*** Input data ***
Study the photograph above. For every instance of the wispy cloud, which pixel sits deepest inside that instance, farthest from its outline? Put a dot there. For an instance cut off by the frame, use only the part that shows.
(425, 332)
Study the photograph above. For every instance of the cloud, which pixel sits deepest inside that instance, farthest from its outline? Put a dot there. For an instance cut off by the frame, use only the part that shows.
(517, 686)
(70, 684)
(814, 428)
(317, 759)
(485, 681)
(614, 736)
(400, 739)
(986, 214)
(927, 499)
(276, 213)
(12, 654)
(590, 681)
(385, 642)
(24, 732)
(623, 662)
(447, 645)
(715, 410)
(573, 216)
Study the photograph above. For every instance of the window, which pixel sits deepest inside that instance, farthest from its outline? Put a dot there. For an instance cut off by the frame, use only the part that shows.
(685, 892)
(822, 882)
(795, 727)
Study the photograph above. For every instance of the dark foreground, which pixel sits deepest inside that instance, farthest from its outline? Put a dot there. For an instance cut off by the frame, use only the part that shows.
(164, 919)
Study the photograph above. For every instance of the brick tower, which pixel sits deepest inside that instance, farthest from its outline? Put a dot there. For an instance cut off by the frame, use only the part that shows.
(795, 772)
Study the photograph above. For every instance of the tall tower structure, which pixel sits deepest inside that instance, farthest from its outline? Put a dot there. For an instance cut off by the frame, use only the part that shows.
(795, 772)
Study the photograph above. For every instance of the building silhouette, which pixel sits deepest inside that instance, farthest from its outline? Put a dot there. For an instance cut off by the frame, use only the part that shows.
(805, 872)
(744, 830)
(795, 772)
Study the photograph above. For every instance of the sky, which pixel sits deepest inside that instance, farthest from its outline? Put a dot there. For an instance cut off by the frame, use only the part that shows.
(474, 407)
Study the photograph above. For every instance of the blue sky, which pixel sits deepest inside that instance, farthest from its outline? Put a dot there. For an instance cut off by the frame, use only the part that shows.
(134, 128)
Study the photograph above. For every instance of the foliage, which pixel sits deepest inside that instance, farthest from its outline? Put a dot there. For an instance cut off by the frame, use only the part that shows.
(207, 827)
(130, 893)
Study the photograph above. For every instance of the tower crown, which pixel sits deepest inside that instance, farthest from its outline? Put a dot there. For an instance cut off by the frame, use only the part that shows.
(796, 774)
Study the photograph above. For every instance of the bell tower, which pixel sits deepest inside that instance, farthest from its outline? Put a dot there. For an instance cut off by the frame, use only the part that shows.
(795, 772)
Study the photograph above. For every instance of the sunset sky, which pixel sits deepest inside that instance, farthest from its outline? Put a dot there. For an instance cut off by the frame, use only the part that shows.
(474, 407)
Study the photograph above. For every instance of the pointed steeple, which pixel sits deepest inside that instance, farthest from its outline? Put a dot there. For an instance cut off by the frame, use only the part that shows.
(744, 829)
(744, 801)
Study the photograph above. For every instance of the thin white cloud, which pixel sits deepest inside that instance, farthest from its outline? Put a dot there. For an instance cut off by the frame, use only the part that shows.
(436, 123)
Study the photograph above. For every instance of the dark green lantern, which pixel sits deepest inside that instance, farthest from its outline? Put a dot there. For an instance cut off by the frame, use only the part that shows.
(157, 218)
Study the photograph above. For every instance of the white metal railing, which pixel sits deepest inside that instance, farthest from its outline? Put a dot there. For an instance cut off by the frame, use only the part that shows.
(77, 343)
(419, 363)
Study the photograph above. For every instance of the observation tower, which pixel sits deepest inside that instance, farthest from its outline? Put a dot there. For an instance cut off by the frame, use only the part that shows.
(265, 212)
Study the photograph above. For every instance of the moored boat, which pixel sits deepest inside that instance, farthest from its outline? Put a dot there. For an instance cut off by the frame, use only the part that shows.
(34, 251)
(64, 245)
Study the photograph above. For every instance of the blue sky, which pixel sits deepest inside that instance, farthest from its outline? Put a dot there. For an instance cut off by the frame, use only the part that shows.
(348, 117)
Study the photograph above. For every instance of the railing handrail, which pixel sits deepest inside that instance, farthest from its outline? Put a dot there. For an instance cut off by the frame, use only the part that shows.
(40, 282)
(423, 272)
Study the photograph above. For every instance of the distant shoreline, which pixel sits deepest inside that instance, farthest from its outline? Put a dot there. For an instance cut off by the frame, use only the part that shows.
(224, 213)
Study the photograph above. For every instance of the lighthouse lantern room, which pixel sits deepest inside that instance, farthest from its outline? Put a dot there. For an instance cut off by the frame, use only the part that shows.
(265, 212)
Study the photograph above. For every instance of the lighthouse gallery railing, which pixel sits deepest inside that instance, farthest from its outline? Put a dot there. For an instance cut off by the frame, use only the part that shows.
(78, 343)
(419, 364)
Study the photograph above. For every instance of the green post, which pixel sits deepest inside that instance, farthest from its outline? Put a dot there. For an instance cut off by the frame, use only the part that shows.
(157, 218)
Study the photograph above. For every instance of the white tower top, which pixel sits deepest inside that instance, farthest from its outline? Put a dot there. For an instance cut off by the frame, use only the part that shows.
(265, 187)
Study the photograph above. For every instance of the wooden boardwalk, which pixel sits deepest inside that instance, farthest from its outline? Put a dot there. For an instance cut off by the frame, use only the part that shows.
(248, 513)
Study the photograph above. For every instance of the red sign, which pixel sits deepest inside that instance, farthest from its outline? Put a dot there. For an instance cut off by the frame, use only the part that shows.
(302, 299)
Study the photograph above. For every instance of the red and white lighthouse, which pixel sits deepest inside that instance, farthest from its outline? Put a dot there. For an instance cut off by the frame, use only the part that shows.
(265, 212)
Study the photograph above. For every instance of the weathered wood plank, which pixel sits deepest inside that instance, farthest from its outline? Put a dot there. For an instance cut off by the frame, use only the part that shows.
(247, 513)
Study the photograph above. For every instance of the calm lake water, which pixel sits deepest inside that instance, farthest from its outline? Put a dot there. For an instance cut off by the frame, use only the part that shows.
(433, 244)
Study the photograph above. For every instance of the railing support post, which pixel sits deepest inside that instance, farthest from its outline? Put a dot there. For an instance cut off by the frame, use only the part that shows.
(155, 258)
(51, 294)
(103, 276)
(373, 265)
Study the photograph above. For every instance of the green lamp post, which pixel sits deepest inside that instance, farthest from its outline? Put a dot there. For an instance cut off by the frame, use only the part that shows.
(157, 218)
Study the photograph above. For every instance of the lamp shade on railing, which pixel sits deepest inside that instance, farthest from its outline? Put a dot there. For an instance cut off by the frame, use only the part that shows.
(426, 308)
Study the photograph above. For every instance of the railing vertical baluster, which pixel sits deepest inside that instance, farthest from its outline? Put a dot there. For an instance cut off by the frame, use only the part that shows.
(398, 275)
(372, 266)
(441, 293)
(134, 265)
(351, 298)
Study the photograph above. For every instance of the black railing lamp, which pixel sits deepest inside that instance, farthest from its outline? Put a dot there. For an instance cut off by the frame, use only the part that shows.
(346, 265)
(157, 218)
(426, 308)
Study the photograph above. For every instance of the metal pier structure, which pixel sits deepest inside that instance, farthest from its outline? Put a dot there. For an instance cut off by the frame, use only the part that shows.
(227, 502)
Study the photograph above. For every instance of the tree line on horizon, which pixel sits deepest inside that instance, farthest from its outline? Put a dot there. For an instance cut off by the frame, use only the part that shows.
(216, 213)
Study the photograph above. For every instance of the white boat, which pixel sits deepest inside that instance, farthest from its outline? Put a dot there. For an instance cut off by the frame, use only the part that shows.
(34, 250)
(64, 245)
***
» **Problem to solve**
Return exactly the lines of the data, and only those, from the line with "Study the photograph above. For every instance of the black" through the last line, inclusive.

» **Answer to the exercise**
Study the photograph above. For every instance of the black railing lamp, which pixel sits deepest inside that instance, farthest from its outline? Put a dot there. For an instance cut off by the frame, use only the part that shows.
(346, 265)
(157, 218)
(426, 308)
Study the photograph above. For every instance of the metal pier structure, which pixel sits deepest inside that instance, farthest from its outline? Put a dot there. For an instance cut off by the frame, use only the part that shows.
(227, 502)
Study the photograph above. For every instance of the tree line on horizon, which pixel sits deepest inside that instance, farthest from its outline? Put a dot there. For an instance cut off by the frame, use only the part that shows.
(216, 213)
Study the photograph above. For every instance of the white boat, which pixel sits deepest inside that instance, farthest from its outline? Put a dot there. For an instance cut off by the frame, use only the part that shows.
(34, 250)
(64, 245)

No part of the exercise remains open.